-- Begin Provided data --

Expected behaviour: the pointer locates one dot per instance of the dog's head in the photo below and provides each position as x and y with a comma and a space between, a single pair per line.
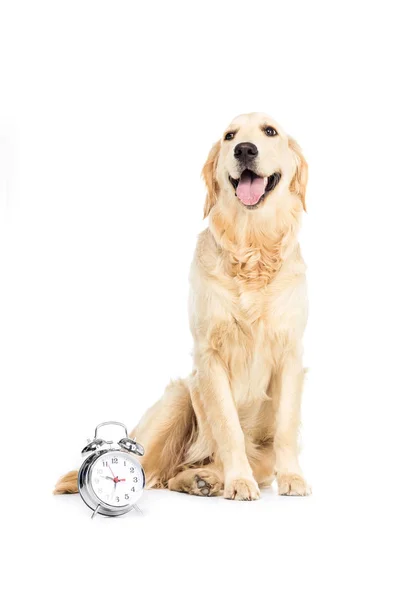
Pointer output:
253, 163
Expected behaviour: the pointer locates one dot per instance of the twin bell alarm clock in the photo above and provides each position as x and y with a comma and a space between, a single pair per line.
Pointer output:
111, 480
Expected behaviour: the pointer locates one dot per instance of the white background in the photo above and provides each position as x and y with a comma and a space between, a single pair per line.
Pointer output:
107, 112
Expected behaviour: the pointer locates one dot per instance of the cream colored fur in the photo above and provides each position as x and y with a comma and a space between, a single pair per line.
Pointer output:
233, 424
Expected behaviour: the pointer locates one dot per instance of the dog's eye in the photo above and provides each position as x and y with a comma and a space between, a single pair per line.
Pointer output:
229, 136
270, 131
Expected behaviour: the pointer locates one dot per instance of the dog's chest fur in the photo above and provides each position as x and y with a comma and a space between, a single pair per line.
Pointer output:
250, 312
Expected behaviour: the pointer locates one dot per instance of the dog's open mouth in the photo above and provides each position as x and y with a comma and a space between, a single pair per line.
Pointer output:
251, 189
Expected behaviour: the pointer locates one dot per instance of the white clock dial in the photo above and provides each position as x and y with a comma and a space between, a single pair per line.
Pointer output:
117, 479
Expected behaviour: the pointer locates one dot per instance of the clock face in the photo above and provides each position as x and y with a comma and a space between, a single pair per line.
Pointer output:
117, 479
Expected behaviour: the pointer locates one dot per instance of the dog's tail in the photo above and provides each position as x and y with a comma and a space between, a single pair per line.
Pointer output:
67, 484
166, 432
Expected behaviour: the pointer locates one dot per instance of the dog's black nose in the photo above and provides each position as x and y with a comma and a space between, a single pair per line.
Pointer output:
245, 151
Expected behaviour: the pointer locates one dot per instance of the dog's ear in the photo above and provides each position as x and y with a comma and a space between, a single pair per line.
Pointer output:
209, 176
299, 182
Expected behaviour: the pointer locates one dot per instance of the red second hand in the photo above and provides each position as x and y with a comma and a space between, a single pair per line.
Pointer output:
115, 478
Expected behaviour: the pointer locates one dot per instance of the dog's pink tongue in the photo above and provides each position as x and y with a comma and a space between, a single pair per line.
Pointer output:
250, 191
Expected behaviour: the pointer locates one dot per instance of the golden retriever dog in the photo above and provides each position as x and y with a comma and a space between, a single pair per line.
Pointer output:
232, 426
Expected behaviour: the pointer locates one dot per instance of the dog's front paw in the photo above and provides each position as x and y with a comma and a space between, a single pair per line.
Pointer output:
241, 489
291, 484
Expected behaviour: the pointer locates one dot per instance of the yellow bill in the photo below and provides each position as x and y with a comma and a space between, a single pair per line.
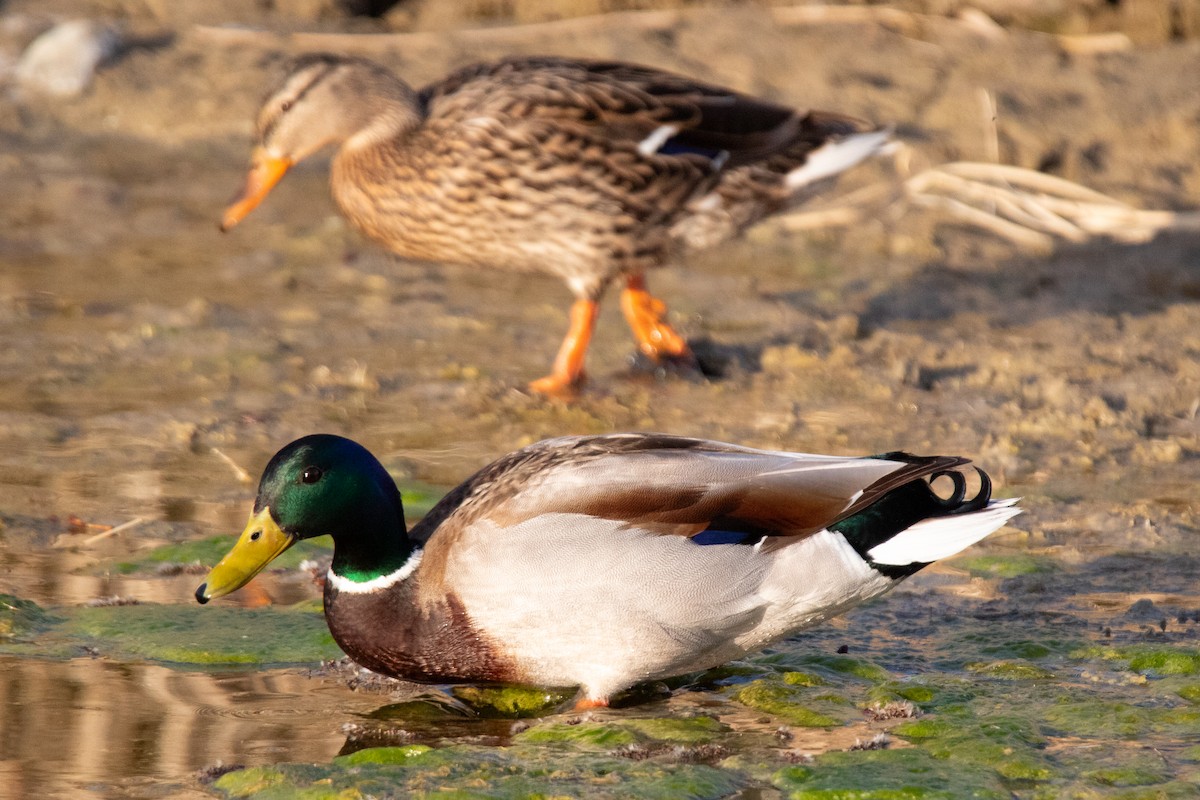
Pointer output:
264, 173
259, 543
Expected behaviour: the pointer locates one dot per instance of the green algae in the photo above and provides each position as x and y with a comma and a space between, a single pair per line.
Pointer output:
845, 667
1099, 719
1189, 692
382, 755
916, 693
183, 635
1147, 659
1008, 745
22, 618
790, 704
888, 775
583, 734
1011, 671
511, 702
472, 771
802, 679
694, 729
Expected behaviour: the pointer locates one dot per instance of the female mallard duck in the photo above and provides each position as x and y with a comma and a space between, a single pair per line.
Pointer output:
603, 561
587, 170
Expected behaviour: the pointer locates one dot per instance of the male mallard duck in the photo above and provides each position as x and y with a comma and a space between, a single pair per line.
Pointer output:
603, 561
582, 169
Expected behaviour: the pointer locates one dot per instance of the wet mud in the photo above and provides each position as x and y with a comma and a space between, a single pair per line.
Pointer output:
149, 366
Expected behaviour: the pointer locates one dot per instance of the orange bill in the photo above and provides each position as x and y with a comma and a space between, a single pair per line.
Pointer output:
264, 173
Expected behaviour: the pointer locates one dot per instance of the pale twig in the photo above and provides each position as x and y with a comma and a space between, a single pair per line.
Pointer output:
113, 531
1027, 208
239, 473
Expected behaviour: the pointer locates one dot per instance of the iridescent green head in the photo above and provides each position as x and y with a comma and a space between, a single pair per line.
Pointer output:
318, 485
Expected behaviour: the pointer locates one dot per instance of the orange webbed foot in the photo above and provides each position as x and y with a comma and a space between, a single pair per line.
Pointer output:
591, 703
645, 313
567, 376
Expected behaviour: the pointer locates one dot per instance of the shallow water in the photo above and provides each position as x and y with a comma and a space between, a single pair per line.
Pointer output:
149, 367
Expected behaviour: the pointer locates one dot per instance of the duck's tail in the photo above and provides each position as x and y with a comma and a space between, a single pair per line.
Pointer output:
939, 537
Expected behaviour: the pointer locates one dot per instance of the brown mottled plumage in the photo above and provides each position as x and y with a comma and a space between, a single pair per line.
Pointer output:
583, 169
603, 561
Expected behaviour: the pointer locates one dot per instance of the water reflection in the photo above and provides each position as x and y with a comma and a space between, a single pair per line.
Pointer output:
93, 725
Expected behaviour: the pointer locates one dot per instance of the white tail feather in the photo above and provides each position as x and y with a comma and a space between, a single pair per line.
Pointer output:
838, 156
940, 537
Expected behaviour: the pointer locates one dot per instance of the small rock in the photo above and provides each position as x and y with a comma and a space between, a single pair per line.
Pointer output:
63, 60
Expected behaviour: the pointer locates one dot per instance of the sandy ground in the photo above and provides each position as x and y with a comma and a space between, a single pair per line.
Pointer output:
136, 337
138, 346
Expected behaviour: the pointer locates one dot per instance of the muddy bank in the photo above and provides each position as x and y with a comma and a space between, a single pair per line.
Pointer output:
141, 352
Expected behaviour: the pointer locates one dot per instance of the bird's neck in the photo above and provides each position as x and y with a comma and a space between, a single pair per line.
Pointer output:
393, 120
377, 548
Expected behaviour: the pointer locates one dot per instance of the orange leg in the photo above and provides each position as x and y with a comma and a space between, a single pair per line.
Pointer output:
568, 371
645, 314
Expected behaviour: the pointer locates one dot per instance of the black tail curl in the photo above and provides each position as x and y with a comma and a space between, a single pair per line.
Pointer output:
903, 507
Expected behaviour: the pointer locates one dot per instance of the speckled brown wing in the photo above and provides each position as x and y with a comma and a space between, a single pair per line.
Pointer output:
676, 486
630, 102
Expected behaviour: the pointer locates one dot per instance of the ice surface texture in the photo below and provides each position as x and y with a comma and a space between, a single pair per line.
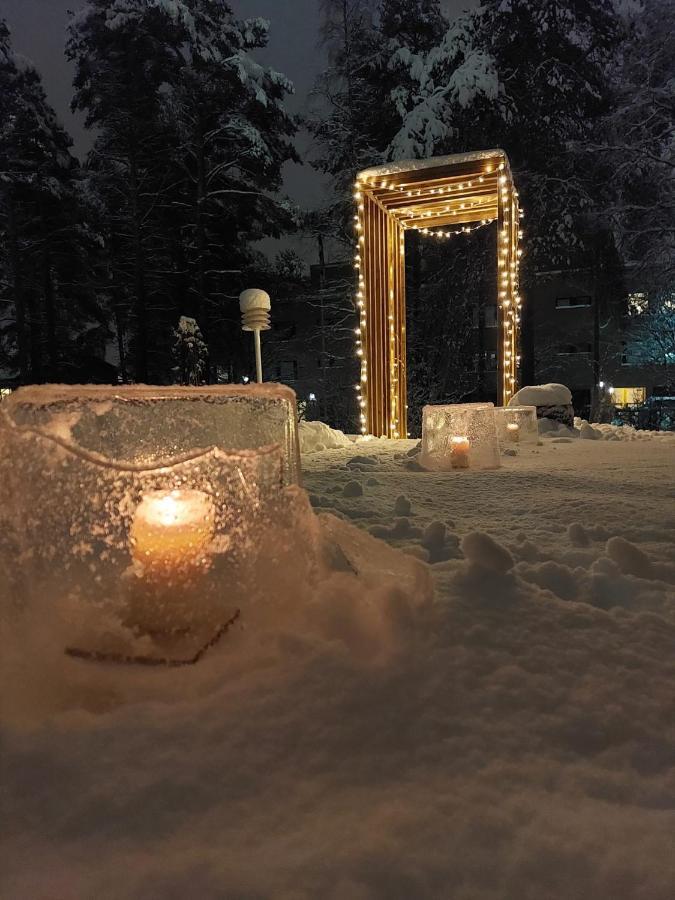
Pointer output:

-- End Provided data --

What needs to be done
Skip every picture and transcribe the data above exactly.

Result
Expected behaviour: the pointer locates one dot per instance of the dog's head in the photo below and provides each position as x and y with a comma and a space between, a single pair per line.
Pointer output:
253, 163
Expected behaviour: the pointer locates one dot per instance of the twin bell alarm clock in the photo above and provides each position as x and y with a comma and a space between, a single pair per line.
Pointer output:
111, 480
Expected behaviour: the pointer locates one dot per instance of the white background in the photo above and provides each position as x and y with a comma and a space between, a single pair per line.
Pointer output:
107, 112
Expected behaviour: the pointer locates one dot per instance of the cream colored fur in the photo above and provides each position as x and y with a comma and a space between, a single pair per line.
Pointer output:
233, 424
Expected behaviour: the pointer locates one dot per instance of the dog's eye in the photo above and provides each position as x and y with a comma and a space between, a single pair per line.
Pointer output:
229, 136
270, 131
Expected behaviour: the pointer locates one dot per instance of the dog's chest fur in the photo above and provides each position as x and y with a comma and a space between, a single pair per line.
Pointer output:
250, 312
Expected behaviour: the pointer locates one dot per instance of the dog's open mouth in the photo above and provides each position as x and y with a comma and a space between, a single pair per line.
Pointer output:
251, 189
Expected behaviour: the pointer locates one dot per instance of the white clock dial in the photo above and provides each position as x and y with a comma and a space between, a single pair per line.
Pointer output:
117, 479
Expected behaviour: the pointer locates one dot per instance of the clock face in the photo above and provides each position as x and y with a comma and a space between, a single pair per line.
Pointer output:
117, 479
Expected behaviour: the pointer locates one dot per instance of the dog's tail in the photo above and provides each position as x and y with a comma and a space between, a single pair per line.
Pointer output:
67, 484
166, 432
Expected behaviour: the pointer locates one dot per instance of the dog's black nose in the photo above and provides each position as x and y with a comma and a space between, a single pair per line.
Pointer output:
245, 151
Expected behaviour: the pointer locates one dot per instance of the dog's ear in the photo above and provides each position as x and y with a comma and a space between, a single pair per line.
Pointer output:
209, 176
299, 182
Expected behaviour: the pointer locates one dot per instance of the red second hand in the photo above and provides each position as x and y with a comma and a space between, a single pair per line.
Pointer output:
115, 478
Expected behaviour: the pointer locates one dot per instance of the dog's pink tongue in the photo above and provides each position as x and y with a comma and a space between, a single pair per line.
Pointer output:
250, 191
Expected behaviour: the pointer locates one dot per instance of the golden retriever dog in the photo above and provides each position as x and y with a comma and a space between, a single pair per line.
Pointer output:
232, 426
Expected behaviour: the pointer locates one dot per instance of the dog's front paw in the photo above and provides each position as x and y with a comma and a space between, a single pair per line.
Pointer output:
241, 489
291, 484
Expected behaviour: the pointer locates one dot per instance of the yellow bill in the photo below and provides each position as x and y with a comma and a space between, a single pair per line.
Pointer output:
264, 173
259, 543
Expected behaviour: the pointer locates one dot per instance of the green algae in the photo above and provides each position as x and y with a comma and a space between, a single pair per line.
Pointer output:
845, 667
1099, 719
1189, 692
382, 755
916, 693
183, 635
1147, 659
1008, 745
22, 618
790, 704
888, 775
583, 734
1011, 671
511, 702
472, 771
802, 679
694, 729
Expected behaviour: the pointer locates one dot per instance of the female mallard duck in the photo above and provides each position as x and y with a comma and a space between, a single pair per line.
Pointer output:
603, 561
587, 170
Expected behaviour: the pointer locates one dot per instance of the male mallard duck in the photo above and provides each position as x and y with a comma and a space between, a single pair per line.
Pointer output:
603, 561
582, 169
Expected behaviour: the pointer locates one dot per instance of the wet mud in the photo above and provides each position as x and y with a comma and a space between, a single pair per line.
Pointer output:
149, 366
Expected behaviour: the pointer locates one dot per instance of the orange bill in the photo above and provides each position as x and y with a comma and a space between, a single pair per line.
Pointer output:
264, 173
Expected behaviour: the pointer locates one dot per instance of the pale twig in the photo above and provides each position as x and y with a comma and a space between, a single pair per line.
Pointer output:
113, 531
1027, 208
239, 473
Expected behaviour: the pointer locates one dot per instance of the iridescent green head in the photo above and provides each position as x and y with a comma and a space between, a single pair per line.
Pointer output:
318, 485
Expected behaviour: the pointer locates one dot per instance of the orange webbed foot in the photo above and provides each position as x and y with a comma and a space between, a single pair per line.
Pointer output:
591, 703
645, 313
567, 376
Expected behaviour: the pointer locates one dot per instance of the shallow water in the photo above and provides each position as x and y with a comma and a space between, a single pair per line.
Pointer output:
149, 367
Expected behaviour: the pointer locates one dot per instance of the duck's tail in the photo above and provides each position as x and y with a comma and a space between, a single pair per line.
Pointer output:
939, 537
Expected behaviour: the pointer locates one dot per instance of the brown mottled plumage in the photo above and provides each position as x and y with a comma and a space between, a single pair per line.
Pointer output:
583, 169
603, 561
Expected behaviour: the pointer locates one dot per instance of the water reflection in the photo above and provides each position as x and y with a comma and a space between, a single pair per line.
Pointer output:
93, 725
Expected behaviour: the pointer locates one dot per instance of the white tail feather in the photo above and provides each position as x and y with a comma and a space between, a single pair per line.
Pointer output:
838, 156
940, 537
Expected behaviour: the pointer locates one dot per instance of the small rock in the photo above and provides each position as x and y with a comma and a space between, a single pair per line.
Pointer output:
63, 60
Expected behaviour: the pointer locates one dot per instance of the sandy ground in the photo above and provides each position as x and y with a comma and a space between, a single pair per line.
Pointer output:
136, 337
138, 346
Expected behaviour: the pointer locates one dot per instance of the muddy bank in the photo above and provides each position as x and y with a comma and a space between, a single pair per line.
Pointer output:
141, 352
Expected behaviour: the pointer locates one dot per instance of the bird's neck in the photo above and provides each position as x and y with a comma and a space between, a single pair per line.
Pointer output:
393, 120
377, 548
Expected behaviour: the pointer locates one dot per instance of the orange leg in the photo above and provides each position as x and y with a comma and a space between, a single pair per line.
Pointer output:
568, 371
645, 314
Expected behaviour: the pointer locates one dot per instance of the black tail curl in the photo above and provides each position as x and y with a comma and a space between, a single pair per line.
Pointer output:
903, 507
Expected behaviour: the pointer locates one dot per instance of the speckled brown wing in the photo above and provides each position as x and y with a comma and a space between, a single pair per line.
Pointer output:
676, 486
630, 102
Expected behaviour: the pointer locates one dot per instance of the ice surface texture in the photo below and provides each position as x and y with a comma and a space between, a single pair per line.
Pointer output:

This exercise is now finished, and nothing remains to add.